◆ Aim of the task: Can you write out the rows below again, replacing "Annotate" with "Mark" everywhere it occurs and leaving everything else unchanged?

[Pointing dataset excerpts]

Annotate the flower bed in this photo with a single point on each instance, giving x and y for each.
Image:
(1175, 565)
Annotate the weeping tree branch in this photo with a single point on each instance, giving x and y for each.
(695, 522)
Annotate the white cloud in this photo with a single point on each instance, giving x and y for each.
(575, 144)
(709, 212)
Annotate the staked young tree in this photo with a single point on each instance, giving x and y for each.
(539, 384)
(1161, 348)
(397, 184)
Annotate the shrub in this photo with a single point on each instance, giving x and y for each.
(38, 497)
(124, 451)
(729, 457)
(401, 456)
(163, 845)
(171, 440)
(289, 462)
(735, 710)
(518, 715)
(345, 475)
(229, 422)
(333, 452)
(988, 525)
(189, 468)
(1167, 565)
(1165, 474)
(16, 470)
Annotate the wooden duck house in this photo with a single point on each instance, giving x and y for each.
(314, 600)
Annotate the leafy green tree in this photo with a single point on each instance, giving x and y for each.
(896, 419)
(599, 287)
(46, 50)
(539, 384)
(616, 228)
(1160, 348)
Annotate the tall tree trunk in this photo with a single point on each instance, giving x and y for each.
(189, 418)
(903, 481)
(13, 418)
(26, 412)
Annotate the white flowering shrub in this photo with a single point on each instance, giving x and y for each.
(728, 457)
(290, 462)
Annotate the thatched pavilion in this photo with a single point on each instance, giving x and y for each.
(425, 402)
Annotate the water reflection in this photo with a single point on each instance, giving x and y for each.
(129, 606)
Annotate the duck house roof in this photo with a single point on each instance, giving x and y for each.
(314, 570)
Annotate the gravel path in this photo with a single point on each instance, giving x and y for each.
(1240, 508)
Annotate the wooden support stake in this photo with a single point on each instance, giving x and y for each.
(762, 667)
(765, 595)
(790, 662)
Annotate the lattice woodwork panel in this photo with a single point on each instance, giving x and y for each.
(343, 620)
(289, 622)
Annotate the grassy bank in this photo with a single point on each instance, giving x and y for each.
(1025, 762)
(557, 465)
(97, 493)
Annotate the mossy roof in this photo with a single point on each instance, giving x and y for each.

◆ Final result:
Mark the flower bed in this photo with a single point on each instance, giving x and y for each.
Image:
(1175, 565)
Mark the weeping tree branch in this photo with a single point on each instance, giving x and y for each.
(695, 522)
Mark the white cloud in this photo with a single point on each instance, giving x and y for each.
(575, 144)
(709, 212)
Mark the staked young tree in this photo with a single point on each instance, giving x and y for each.
(539, 384)
(1161, 348)
(397, 184)
Mark the shrub in this photo with a single point on each instance, giving x and y for each.
(38, 497)
(124, 451)
(729, 457)
(401, 456)
(163, 845)
(171, 440)
(289, 462)
(735, 710)
(518, 715)
(345, 475)
(229, 422)
(333, 452)
(988, 525)
(189, 468)
(1167, 565)
(1165, 474)
(16, 470)
Mark the wooden duck house in this photo with a single point on each instance, giving x and y for each.
(314, 600)
Mark the leafy green tree in this photo with a single point on each instance, giving x and y for each.
(896, 419)
(599, 287)
(46, 50)
(539, 384)
(616, 228)
(1160, 348)
Mark the tall tree trunk in this photo with a single point on each instance, giving x and y for each.
(189, 418)
(903, 481)
(13, 418)
(26, 412)
Mark the white flowering shrub in this photo with a single point on each instance, giving x and y for each.
(728, 457)
(290, 462)
Mark the thatched pavilion in this photo with a single point on each instance, giving x and y for each.
(425, 402)
Mark the water reflection in this photo with a single point on each instance, giving x and y for each.
(129, 606)
Mark the duck house roof in this photo with a single point on each instance, giving x and y for each.
(314, 570)
Mark the gravel path in this photo with a single point on each instance, giving x and y for each.
(1240, 508)
Mark the wooden support stake in this photo with a single point on each instance, giving x and y for each.
(762, 667)
(765, 595)
(790, 662)
Mark the lattice woodwork panel in this photo with a single point on each instance, giving x and y for each.
(343, 620)
(289, 622)
Mark the grassy bank in this photo with a single point on each instance, giving x and y for each.
(1025, 762)
(557, 465)
(97, 493)
Mark the mossy roof in this photo with a single point on each instance, giving x and y for each.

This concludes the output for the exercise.